[Text extract]
--- Begin ---

Michael Ho has posted comments on this change. ( 
http://gerrit.cloudera.org:8080/13882 )

Change subject: IMPALA-7984: Port runtime filter from Thrift RPC to KRPC
......................................................................


Patch Set 27: Code-Review+2

(19 comments)

LGTM. Please address the comments below.

http://gerrit.cloudera.org:8080/#/c/13882/27/be/src/benchmarks/bloom-filter-benchmark.cc
File be/src/benchmarks/bloom-filter-benchmark.cc:

http://gerrit.cloudera.org:8080/#/c/13882/27/be/src/benchmarks/bloom-filter-benchmark.cc@290
PS27, Line 290:  std::shared_ptr
No need for shared_ptr


http://gerrit.cloudera.org:8080/#/c/13882/25/be/src/runtime/coordinator.cc
File be/src/runtime/coordinator.cc:

http://gerrit.cloudera.org:8080/#/c/13882/25/be/src/runtime/coordinator.cc@1022
PS25, Line 1022: {
> Thanks for pointing this out.
Makes sense.


http://gerrit.cloudera.org:8080/#/c/13882/25/be/src/runtime/coordinator.cc@1072
PS25, Line 1072:       
bloom_filter_directory.swap(state->bloom_filter_directory());
               :       DCHECK(rpc_params.bloom_filter().always_false()
> Thanks for the suggestion!
I guess it can simply be

*rpc_params.mutable_bloom_filter() = state->bloom_filter();


http://gerrit.cloudera.org:8080/#/c/13882/25/be/src/runtime/coordinator.cc@1074
PS25, Line 1074:     || rpc_params.bloo
> Thanks for the suggestion.
Missed the part about the scope of state. Think it's fine to keep it as-is. 
Thanks for the explanation.


http://gerrit.cloudera.org:8080/#/c/13882/25/be/src/runtime/coordinator.cc@1098
PS25, Line 1098:
> Since 'state' is defined inside of the critical section as mentioned above,
Makes sense.


http://gerrit.cloudera.org:8080/#/c/13882/27/be/src/runtime/coordinator.cc
File be/src/runtime/coordinator.cc:

http://gerrit.cloudera.org:8080/#/c/13882/27/be/src/runtime/coordinator.cc@1096
PS27, Line 1096: reinterpret_cast<const char*>(&(bloom_filter_directory[0])),
               :             static_cast<unsigned 
long>(bloom_filter_directory.size())

--- End ---

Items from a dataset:
--- Begin ---

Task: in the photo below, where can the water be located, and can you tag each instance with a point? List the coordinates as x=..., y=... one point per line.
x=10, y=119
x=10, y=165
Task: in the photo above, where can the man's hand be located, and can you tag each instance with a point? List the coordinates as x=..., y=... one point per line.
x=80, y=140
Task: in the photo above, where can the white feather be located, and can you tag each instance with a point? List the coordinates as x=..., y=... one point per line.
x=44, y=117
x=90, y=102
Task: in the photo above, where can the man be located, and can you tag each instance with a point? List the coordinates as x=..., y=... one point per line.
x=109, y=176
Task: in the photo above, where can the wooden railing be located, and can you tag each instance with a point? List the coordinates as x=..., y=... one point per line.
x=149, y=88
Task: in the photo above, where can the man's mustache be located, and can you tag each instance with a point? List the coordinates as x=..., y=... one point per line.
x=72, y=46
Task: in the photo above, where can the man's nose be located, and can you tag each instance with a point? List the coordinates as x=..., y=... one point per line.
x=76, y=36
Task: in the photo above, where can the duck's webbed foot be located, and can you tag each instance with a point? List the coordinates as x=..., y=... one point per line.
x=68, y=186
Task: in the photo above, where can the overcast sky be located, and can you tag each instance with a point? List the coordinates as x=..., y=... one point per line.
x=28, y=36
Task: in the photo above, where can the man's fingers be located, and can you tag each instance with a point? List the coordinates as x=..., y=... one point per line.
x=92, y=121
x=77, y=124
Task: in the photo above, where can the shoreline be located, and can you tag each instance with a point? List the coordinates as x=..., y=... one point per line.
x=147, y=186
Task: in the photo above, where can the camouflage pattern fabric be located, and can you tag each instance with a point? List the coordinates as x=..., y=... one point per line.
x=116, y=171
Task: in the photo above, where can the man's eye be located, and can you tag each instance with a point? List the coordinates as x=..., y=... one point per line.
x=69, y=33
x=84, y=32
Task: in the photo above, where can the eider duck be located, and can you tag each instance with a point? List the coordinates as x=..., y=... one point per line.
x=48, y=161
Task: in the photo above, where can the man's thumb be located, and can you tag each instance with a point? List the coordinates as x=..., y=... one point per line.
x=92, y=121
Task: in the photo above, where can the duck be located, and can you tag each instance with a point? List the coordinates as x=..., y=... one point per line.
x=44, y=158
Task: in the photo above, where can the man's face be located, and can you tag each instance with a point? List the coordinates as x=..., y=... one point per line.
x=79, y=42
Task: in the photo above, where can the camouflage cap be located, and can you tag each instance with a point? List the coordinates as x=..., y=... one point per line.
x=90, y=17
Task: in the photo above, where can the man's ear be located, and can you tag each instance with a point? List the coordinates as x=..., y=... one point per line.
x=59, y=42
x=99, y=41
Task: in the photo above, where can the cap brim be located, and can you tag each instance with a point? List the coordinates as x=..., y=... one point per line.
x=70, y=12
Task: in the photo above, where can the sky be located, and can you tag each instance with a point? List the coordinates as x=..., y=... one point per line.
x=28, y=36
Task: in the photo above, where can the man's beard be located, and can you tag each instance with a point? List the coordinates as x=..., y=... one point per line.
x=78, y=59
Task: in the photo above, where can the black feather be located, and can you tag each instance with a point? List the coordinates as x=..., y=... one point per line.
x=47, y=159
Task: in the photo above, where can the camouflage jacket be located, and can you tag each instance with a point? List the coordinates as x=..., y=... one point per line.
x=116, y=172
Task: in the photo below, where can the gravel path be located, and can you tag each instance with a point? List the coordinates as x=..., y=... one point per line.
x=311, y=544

--- End ---

Please state the score that the code review gives Patch Set 27.

[Exercise result]
Code-Review+2